## start

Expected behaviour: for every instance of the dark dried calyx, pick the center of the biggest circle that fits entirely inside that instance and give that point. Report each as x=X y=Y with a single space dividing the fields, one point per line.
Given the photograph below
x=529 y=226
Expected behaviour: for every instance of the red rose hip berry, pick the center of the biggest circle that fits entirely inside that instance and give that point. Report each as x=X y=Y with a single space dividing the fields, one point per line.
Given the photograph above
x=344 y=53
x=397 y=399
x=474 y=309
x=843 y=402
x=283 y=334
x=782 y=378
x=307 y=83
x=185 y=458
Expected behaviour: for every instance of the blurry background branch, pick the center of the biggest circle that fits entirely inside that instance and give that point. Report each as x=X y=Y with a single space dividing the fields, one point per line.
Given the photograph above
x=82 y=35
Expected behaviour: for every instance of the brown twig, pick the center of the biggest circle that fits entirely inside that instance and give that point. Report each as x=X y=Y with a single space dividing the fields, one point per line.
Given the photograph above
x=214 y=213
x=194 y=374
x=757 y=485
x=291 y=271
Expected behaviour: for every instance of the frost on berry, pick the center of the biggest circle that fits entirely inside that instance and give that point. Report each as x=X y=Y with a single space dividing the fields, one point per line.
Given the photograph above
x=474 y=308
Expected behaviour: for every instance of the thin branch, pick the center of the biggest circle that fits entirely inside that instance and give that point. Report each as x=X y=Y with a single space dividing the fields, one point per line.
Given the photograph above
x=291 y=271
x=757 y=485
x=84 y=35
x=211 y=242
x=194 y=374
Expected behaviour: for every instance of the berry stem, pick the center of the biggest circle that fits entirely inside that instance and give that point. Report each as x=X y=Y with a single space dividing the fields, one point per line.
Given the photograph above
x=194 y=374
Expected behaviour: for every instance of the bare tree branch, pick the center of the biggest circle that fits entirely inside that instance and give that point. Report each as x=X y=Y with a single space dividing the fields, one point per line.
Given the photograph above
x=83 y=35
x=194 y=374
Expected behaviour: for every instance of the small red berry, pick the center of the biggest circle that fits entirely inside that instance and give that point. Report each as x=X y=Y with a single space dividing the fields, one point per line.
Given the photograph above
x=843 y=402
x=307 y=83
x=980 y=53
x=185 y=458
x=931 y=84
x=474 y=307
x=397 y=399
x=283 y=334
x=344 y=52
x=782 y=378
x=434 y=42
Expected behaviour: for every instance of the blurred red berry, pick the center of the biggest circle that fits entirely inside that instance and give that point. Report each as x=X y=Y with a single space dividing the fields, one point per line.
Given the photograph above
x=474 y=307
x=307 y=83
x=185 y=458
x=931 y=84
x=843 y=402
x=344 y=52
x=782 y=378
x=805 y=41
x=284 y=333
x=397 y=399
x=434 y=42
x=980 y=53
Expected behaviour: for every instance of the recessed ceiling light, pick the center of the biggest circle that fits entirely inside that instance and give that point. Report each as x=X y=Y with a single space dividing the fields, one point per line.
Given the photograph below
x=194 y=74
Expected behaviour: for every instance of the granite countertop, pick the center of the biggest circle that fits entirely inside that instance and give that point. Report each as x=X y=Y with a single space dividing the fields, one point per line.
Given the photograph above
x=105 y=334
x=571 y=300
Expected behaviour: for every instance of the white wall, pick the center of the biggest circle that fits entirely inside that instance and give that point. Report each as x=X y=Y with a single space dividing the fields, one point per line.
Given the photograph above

## end

What you are asked to do
Return all of the lines above word for word, with nothing added, removed or changed.

Answer to this exercise
Expected behaviour: for every instance of the dark dried calyx, pick the center of the biggest circle that fits entirely inside that instance and give that point. Report each as x=X y=Y with a single space dividing the fields, one point per line.
Given the photograph below
x=529 y=226
Expected behaviour: for every instance of the red rose hip berry, pick the center of the biggest circle that fits entirely inside that instance and give that point. Report each as x=X y=Y with a single space dividing the fields, one point per line.
Given the photograph above
x=344 y=53
x=397 y=399
x=474 y=309
x=843 y=402
x=283 y=334
x=782 y=378
x=307 y=83
x=185 y=458
Expected behaviour: for every instance of the blurry background branch, pick the center of the biggest circle that fits entirely inside that instance and give that point. Report each as x=X y=Y with a single space dividing the fields, one point per line.
Given the photograph above
x=82 y=35
Expected behaviour: for every instance of the brown twig, pick the center of the biggest circle that fits entirely inside that instance and give that point. Report each as x=X y=Y with a single space dividing the fields, one point per line.
Given the photograph above
x=214 y=213
x=194 y=374
x=757 y=485
x=291 y=271
Expected behaviour: for every instance of the frost on berry, pick the center of the biggest circle that fits entirely inside that instance and give that point. Report each as x=X y=Y with a single space dividing the fields, one point per line.
Given the photograph above
x=474 y=308
Expected behaviour: for every instance of the thin branch, pick the center of the biggest circle that fits entirely inside that instance and give that point. Report each as x=X y=Y with a single space dividing the fields, one point per line.
Given the photograph above
x=291 y=271
x=757 y=485
x=84 y=35
x=211 y=242
x=194 y=374
Expected behaviour: for every instance of the berry stem, pick the center of the biggest circle that fits entirely inside that instance and give that point. Report each as x=X y=Y with a single space dividing the fields, one point per line.
Given the photograph above
x=194 y=374
Expected behaviour: for every instance of the bare tree branch, pick the center of the biggest circle that fits entirely inside that instance and give that point. Report each as x=X y=Y with a single space dividing the fields, one point per line.
Given the photograph above
x=83 y=35
x=194 y=374
Expected behaviour: for every instance of the small red berry, pick the center of the biggest circle that fits entirely inside that instance and give that point. Report each as x=X y=Y with a single space dividing the fields, one point per line.
Given the photograph above
x=843 y=402
x=307 y=83
x=980 y=53
x=185 y=458
x=931 y=84
x=474 y=307
x=397 y=399
x=283 y=334
x=344 y=52
x=782 y=378
x=434 y=42
Expected behaviour: for every instance of the blurred red berry, pick the center of the biggest circle that fits entirely inside that instance and give that point. Report each as x=X y=Y with a single space dividing the fields, one point per line.
Given the photograph above
x=474 y=307
x=307 y=83
x=185 y=458
x=931 y=84
x=843 y=402
x=344 y=52
x=782 y=378
x=805 y=41
x=284 y=333
x=397 y=399
x=434 y=42
x=980 y=53
Expected behaviour: for every instance of the recessed ceiling light, pick the center of the biggest circle that fits entirely inside that instance and give that point. Report each as x=X y=Y with a single space dividing the fields, one point per line.
Given the photograph below
x=194 y=74
Expected behaviour: for every instance of the granite countertop, pick the center of the biggest circle that fits entirely inside that instance and give that point. Report each as x=X y=Y with a single space dividing the fields, one point per line.
Given the photograph above
x=105 y=334
x=571 y=300
Expected behaviour: for every instance of the white wall, pick the center of the biggest circle that fits entirely inside that instance and give that point. Report each as x=X y=Y with a single space dividing the fields, one point per line.
Given the photograph above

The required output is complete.